- [WRITTEN TASK]
Reproduce each line of the listing below as a numbered list, omitting blank lines and leaving out the pictures.
BEGIN RECORD LIST
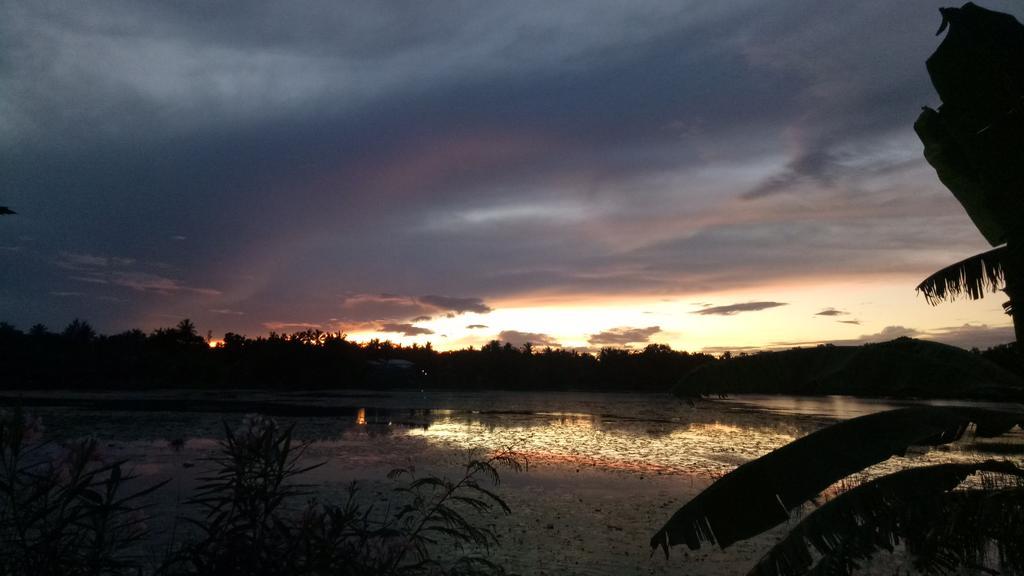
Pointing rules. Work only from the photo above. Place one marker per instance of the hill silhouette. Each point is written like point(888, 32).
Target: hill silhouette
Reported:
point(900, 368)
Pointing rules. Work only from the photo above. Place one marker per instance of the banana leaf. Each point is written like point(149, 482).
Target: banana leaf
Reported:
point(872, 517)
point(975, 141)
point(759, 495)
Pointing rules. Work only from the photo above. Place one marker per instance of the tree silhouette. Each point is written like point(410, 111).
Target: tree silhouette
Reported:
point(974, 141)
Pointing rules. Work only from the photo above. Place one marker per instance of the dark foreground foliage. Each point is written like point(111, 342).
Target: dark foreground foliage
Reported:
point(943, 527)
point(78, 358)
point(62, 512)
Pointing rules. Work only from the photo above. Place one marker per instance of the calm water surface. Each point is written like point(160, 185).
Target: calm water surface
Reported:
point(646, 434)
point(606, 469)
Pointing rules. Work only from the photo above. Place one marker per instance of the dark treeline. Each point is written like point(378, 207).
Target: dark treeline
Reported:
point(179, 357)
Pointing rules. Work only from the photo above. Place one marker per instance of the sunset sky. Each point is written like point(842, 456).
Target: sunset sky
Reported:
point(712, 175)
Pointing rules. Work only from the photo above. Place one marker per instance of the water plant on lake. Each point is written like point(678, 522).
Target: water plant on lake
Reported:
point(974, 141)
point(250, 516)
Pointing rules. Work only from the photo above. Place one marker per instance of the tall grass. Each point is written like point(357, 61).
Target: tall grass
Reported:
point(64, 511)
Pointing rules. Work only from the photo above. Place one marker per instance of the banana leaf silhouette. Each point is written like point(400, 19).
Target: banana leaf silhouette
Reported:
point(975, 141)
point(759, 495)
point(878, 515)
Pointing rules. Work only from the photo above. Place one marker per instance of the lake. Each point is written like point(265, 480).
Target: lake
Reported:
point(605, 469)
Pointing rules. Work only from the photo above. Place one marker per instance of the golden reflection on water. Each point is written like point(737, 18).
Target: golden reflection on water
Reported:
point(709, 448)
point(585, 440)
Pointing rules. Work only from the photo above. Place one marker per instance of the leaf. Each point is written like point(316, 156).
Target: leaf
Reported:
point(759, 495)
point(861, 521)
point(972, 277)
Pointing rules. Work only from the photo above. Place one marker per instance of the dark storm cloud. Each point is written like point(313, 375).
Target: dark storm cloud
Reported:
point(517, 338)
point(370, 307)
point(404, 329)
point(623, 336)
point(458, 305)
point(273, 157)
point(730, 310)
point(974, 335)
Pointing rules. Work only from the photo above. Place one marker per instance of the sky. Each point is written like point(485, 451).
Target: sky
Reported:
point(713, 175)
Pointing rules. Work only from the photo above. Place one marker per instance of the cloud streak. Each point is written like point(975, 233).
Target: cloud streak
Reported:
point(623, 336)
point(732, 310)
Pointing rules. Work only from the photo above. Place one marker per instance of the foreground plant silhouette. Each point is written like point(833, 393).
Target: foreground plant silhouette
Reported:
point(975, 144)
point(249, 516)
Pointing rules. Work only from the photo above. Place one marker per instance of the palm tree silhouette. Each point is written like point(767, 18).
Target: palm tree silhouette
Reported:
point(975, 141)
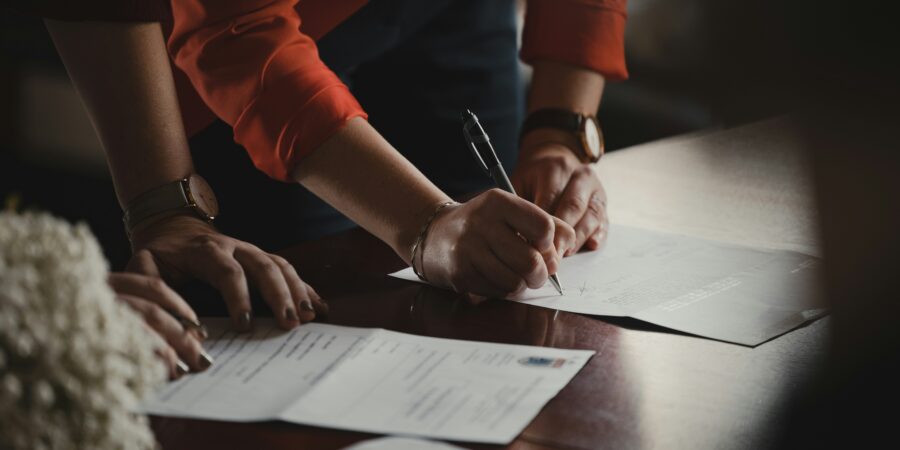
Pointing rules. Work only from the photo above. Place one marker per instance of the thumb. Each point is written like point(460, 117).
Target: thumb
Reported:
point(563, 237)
END RECORD LIST
- [SOLUTION BELOW]
1. Pointing rules. Work only from the photo above. Place one marker per instance of the hill silhouette. Each point is written like point(888, 32).
2. Target: hill silhouette
3. Reported:
4. point(900, 368)
5. Pointing rules. Work only from the photo above. Place one marker per instance of the banana leaf. Each point is written like point(149, 482).
6. Target: banana leaf
7. Reported:
8. point(872, 517)
9. point(975, 141)
10. point(759, 495)
11. Pointing rules. Work only from the photo above. Place one marker per instance of the tree silhouette. Each point is written like point(410, 111).
12. Target: tree silhouette
13. Reported:
14. point(974, 141)
15. Pointing rules. Work only from the photo above. Place one marker per instance of the dark foreground foliage. Each point is written like point(111, 342).
16. Target: dark foreground foliage
17. Reported:
18. point(943, 527)
19. point(78, 358)
20. point(62, 512)
21. Pointing rules. Work only from the photo above. Place one marker per instance of the calm water surface. Each point is written like point(160, 185).
22. Target: calm water surface
23. Reported:
24. point(646, 434)
25. point(606, 469)
26. Pointing rules. Work only from the photo above. Place one marker per instance of the dark treeline. Each point is written like point(378, 207).
27. Target: dark treeline
28. Reported:
29. point(179, 357)
30. Pointing rules. Work only from the photo above. Place one marker per instance of the sunset sky. Each point is written like point(842, 456).
31. Target: sunset sky
32. Reported:
33. point(712, 175)
34. Pointing rules. Work only from the photo above. Place one marker per instance of the water plant on lake. Each point is written like point(678, 522).
35. Target: water plant on lake
36. Reported:
37. point(974, 141)
38. point(250, 516)
39. Pointing rules. Work only from the photo above. Place one marker per instance of the tall grass. Each point is written like point(357, 61).
40. Target: tall grass
41. Reported:
42. point(64, 511)
43. Pointing rules. Work only from the photo above. Place one marker per instance of the banana leaf silhouette. Each point is written like point(400, 19).
44. Target: banana leaf silhouette
45. Reported:
46. point(975, 141)
47. point(759, 495)
48. point(878, 515)
49. Pointing rules. Work only from the photo above. Place one marker per instance of the lake. Each point is written like point(265, 480).
50. Target: lake
51. Reported:
52. point(605, 469)
53. Pointing rules. Work only from the photo above. Place one marker per instance of the golden reflection on water. Each point is written like point(737, 18).
54. Target: golden reflection on water
55. Reported:
56. point(709, 448)
57. point(585, 440)
58. Pointing rules. Work only from the photo above. Place one marker per instance of the leaf. Each point is written like point(316, 156).
59. Target: leaf
60. Reported:
61. point(759, 495)
62. point(861, 521)
63. point(972, 277)
64. Pointing rules. Work only from the photo above. Place one marker per instance of the dark storm cloud. Each point is written like point(313, 375).
65. Target: dark storm cloud
66. Reported:
67. point(517, 338)
68. point(370, 307)
69. point(404, 329)
70. point(623, 336)
71. point(458, 305)
72. point(273, 157)
73. point(730, 310)
74. point(974, 335)
75. Pointing rules. Work only from the photo above. Place one marker per instance of the sky. Each point is written like point(485, 451).
76. Target: sky
77. Reported:
78. point(713, 175)
79. Pointing rules. Work only from the photo above. Place one marker per instance of the cloud streak. Each point is written like point(975, 233).
80. Target: cloud streak
81. Reported:
82. point(623, 336)
83. point(732, 310)
84. Pointing rules. Work only from the photo above. Place one marker per instance of the foreground plant silhouette. Each point is written like point(833, 393).
85. Target: foreground plant silhouette
86. Reported:
87. point(975, 144)
88. point(249, 516)
89. Pointing rules. Work only from the photo above. Place one marker per instance of the palm tree silhouette. Each point is written like point(767, 18).
90. Target: palm tree silhouette
91. Reported:
92. point(975, 141)
93. Pointing rules. Work only from the photo above. Place one marker per instance of the thumb. Each point is written like point(460, 117).
94. Target: thumb
95. Reported:
96. point(563, 237)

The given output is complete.